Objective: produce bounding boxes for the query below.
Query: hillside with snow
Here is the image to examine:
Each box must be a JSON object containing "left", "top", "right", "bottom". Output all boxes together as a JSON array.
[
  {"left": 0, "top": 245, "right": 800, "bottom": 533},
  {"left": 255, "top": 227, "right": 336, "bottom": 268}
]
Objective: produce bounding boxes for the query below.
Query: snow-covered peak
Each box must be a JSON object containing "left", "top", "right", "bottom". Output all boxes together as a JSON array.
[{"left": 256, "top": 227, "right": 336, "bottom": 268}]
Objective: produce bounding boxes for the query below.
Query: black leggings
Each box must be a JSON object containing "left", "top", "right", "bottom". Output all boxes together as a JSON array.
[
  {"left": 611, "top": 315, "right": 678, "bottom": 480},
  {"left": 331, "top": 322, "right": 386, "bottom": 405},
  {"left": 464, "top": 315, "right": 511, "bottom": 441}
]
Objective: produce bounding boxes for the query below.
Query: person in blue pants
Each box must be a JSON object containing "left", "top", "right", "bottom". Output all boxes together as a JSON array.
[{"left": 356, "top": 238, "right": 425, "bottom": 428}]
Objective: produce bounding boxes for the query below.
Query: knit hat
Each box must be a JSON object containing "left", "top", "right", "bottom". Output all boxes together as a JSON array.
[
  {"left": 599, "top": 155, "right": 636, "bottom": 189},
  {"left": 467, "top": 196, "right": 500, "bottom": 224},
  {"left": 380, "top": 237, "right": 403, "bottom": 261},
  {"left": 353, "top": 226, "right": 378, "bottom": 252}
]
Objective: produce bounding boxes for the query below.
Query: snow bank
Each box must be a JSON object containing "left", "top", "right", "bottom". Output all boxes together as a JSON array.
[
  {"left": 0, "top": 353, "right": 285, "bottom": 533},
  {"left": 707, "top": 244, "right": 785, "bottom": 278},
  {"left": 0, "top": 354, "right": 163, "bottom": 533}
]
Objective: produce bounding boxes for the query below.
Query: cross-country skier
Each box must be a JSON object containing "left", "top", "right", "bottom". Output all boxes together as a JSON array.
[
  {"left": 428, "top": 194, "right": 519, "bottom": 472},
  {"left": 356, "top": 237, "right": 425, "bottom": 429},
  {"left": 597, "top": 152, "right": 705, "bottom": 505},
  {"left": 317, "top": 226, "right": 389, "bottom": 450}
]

|---|

> **What to do**
Copy out every line of the material above that contains the string "snow".

> **Written response**
Query: hillside with snow
Query: snow-covered peak
Query: snow bank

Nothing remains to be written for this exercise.